→ RECORDS:
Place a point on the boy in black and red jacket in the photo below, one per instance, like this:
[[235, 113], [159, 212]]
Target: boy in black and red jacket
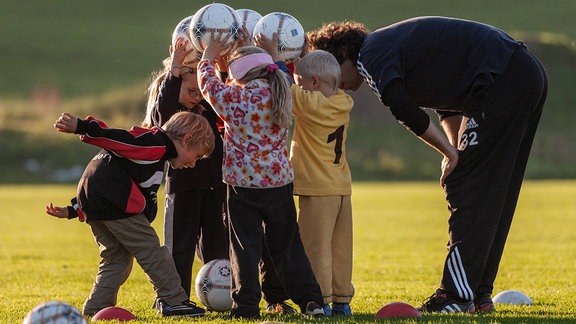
[[117, 196]]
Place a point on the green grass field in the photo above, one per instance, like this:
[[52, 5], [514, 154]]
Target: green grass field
[[94, 57], [400, 236]]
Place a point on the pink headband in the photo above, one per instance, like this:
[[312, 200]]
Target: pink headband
[[238, 69]]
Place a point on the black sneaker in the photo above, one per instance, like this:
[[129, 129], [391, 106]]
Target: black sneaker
[[484, 304], [279, 309], [185, 308], [313, 309], [439, 302]]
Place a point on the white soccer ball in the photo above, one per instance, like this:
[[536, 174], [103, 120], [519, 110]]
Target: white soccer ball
[[249, 18], [214, 18], [54, 312], [291, 37], [183, 30], [512, 297], [213, 283]]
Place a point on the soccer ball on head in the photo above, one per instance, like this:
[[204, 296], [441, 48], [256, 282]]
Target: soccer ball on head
[[214, 18], [249, 18], [183, 30], [213, 283], [291, 37], [54, 312]]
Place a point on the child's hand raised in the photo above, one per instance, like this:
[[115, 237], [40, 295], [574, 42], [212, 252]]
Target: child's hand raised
[[218, 43], [67, 123], [270, 45], [243, 38]]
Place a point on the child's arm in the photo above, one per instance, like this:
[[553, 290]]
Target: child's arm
[[138, 143], [270, 45]]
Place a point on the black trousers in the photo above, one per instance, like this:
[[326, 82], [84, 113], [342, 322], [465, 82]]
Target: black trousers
[[198, 224], [269, 214], [482, 192]]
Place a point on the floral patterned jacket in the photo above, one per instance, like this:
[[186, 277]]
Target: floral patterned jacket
[[255, 150]]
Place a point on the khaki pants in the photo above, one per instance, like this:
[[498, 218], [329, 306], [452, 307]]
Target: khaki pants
[[120, 241], [325, 224]]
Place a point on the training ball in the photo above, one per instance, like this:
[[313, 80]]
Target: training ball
[[183, 30], [54, 312], [213, 284], [249, 19], [113, 313], [397, 309], [291, 37], [512, 297], [214, 18]]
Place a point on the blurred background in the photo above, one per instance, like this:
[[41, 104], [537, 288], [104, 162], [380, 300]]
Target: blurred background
[[96, 57]]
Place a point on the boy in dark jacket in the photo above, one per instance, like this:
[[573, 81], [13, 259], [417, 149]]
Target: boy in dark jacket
[[117, 198]]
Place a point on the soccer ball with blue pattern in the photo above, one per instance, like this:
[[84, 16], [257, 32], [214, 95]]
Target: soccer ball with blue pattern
[[291, 37]]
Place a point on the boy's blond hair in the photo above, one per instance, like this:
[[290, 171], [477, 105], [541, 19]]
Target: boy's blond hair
[[185, 122], [322, 64]]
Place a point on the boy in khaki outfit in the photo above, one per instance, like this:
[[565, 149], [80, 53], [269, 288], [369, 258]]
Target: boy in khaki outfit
[[322, 179]]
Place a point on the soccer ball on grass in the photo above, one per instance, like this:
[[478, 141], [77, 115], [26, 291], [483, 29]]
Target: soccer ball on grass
[[213, 283]]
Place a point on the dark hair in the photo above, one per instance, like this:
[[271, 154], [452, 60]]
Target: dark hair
[[341, 39]]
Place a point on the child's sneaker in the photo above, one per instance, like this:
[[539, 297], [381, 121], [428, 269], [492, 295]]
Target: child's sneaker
[[439, 302], [341, 309], [185, 308], [327, 310], [279, 309], [313, 309], [484, 304]]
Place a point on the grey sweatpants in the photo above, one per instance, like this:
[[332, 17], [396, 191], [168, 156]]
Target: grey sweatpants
[[119, 242]]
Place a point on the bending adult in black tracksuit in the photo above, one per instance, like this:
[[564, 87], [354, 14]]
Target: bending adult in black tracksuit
[[488, 91]]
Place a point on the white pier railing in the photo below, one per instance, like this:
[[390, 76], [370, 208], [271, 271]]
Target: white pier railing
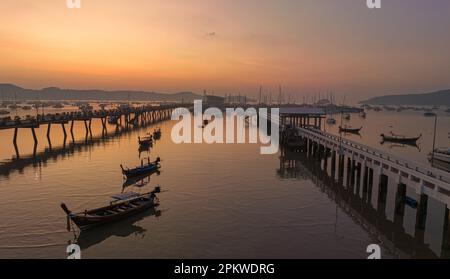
[[426, 179]]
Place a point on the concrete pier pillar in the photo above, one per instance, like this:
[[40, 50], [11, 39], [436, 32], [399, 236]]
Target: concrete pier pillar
[[16, 130], [33, 132], [64, 131], [376, 187]]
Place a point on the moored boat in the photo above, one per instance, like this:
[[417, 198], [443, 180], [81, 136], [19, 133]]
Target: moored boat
[[143, 169], [145, 141], [331, 121], [429, 114], [347, 129], [123, 205], [399, 138], [113, 120], [157, 133]]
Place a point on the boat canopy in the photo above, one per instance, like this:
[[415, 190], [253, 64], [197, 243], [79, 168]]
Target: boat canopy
[[125, 196]]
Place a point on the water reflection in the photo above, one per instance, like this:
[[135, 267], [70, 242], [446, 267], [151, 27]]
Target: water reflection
[[416, 230], [37, 159], [139, 181], [123, 229]]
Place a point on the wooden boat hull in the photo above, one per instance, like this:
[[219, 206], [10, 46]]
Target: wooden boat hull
[[350, 130], [113, 212], [400, 140], [89, 222], [141, 171]]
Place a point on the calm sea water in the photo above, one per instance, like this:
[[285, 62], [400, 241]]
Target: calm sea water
[[223, 201]]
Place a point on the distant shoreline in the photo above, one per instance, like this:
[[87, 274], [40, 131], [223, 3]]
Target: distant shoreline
[[10, 92], [437, 98]]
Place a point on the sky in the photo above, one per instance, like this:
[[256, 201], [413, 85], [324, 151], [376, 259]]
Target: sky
[[309, 47]]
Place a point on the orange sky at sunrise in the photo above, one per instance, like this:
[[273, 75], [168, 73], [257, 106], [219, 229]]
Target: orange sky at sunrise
[[227, 46]]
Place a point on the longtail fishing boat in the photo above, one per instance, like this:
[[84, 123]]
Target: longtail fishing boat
[[157, 133], [123, 205], [143, 169], [145, 141], [400, 139], [347, 129]]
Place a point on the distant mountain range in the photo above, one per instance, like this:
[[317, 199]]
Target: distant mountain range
[[10, 92], [438, 98]]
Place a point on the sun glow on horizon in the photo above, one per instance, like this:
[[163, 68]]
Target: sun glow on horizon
[[225, 45]]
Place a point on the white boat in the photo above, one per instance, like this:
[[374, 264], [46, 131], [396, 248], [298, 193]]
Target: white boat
[[441, 154]]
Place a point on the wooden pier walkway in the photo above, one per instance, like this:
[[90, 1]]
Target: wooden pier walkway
[[124, 116]]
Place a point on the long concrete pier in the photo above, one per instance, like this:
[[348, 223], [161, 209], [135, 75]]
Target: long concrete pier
[[376, 167]]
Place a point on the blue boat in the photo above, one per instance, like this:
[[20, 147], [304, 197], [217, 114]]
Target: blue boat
[[143, 169]]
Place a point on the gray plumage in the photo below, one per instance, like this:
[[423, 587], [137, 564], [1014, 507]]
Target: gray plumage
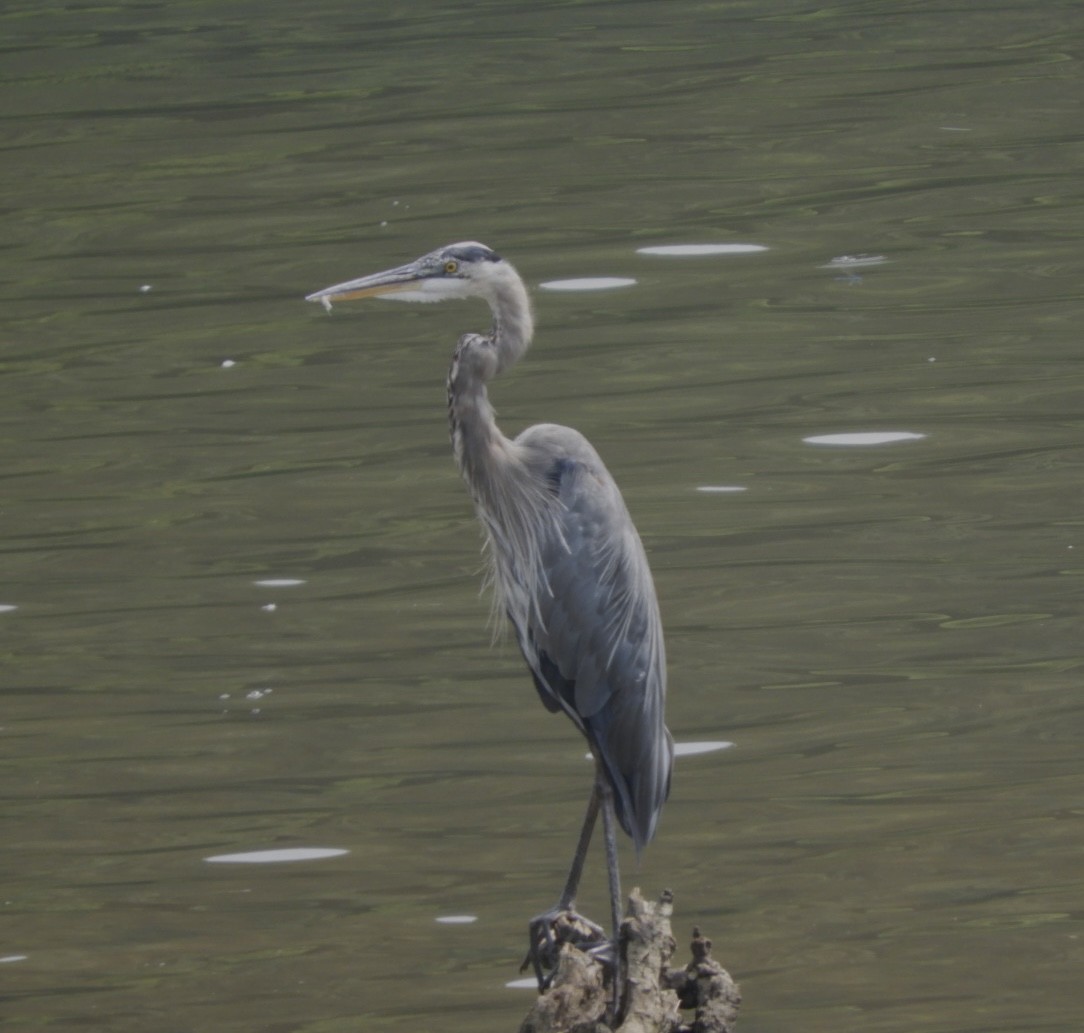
[[566, 563]]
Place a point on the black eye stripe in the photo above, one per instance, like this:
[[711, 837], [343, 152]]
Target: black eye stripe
[[475, 254]]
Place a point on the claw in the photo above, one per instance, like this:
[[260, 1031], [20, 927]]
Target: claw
[[550, 930]]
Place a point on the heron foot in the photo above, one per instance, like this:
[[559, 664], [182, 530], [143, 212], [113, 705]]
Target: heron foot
[[549, 931]]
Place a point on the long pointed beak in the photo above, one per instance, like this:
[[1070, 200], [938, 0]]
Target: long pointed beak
[[391, 281]]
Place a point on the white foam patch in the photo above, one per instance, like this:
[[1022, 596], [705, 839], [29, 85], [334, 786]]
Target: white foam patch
[[285, 855], [862, 438], [588, 283], [854, 261], [686, 250], [692, 749]]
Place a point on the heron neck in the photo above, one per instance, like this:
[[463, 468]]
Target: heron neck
[[513, 322], [477, 441]]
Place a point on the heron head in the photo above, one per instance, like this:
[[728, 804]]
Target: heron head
[[464, 270]]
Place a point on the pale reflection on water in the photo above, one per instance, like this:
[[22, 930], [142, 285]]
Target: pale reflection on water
[[890, 632]]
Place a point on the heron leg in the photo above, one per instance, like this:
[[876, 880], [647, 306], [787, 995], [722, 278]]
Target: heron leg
[[576, 870], [543, 931], [609, 834]]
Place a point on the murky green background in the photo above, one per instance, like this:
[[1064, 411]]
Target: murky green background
[[892, 635]]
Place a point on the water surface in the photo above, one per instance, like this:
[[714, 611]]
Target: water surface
[[240, 584]]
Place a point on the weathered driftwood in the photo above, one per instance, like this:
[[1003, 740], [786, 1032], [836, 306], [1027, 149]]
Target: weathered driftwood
[[654, 993]]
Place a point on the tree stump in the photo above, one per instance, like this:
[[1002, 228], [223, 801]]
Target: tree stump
[[654, 994]]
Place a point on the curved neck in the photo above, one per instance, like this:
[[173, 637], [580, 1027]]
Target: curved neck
[[513, 322]]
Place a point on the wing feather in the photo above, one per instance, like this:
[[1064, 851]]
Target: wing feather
[[592, 635]]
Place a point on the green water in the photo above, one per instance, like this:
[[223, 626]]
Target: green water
[[891, 634]]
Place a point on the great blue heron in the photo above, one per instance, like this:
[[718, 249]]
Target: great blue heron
[[566, 562]]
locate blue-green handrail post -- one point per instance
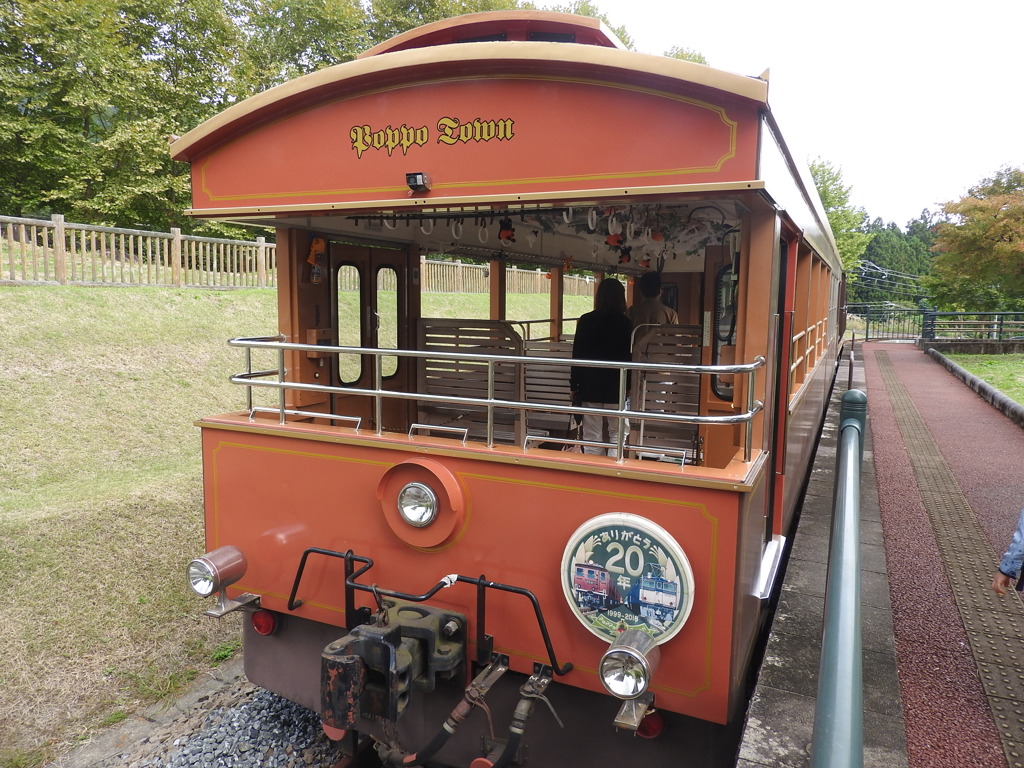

→ WORK INSTRUCTIONS: Beginning with the first line of the records, write out every line up to and including the one with "[[52, 5], [514, 154]]", exactly, and omit all pictures.

→ EXERCISE ANSWER:
Place a point on the boy in black and red jacket in the photo below, one per instance, like this:
[[235, 113], [159, 212]]
Target: boy in black and red jacket
[[117, 196]]
Place a point on the green grass field in the photo above, one per instance, like this:
[[52, 5], [514, 154]]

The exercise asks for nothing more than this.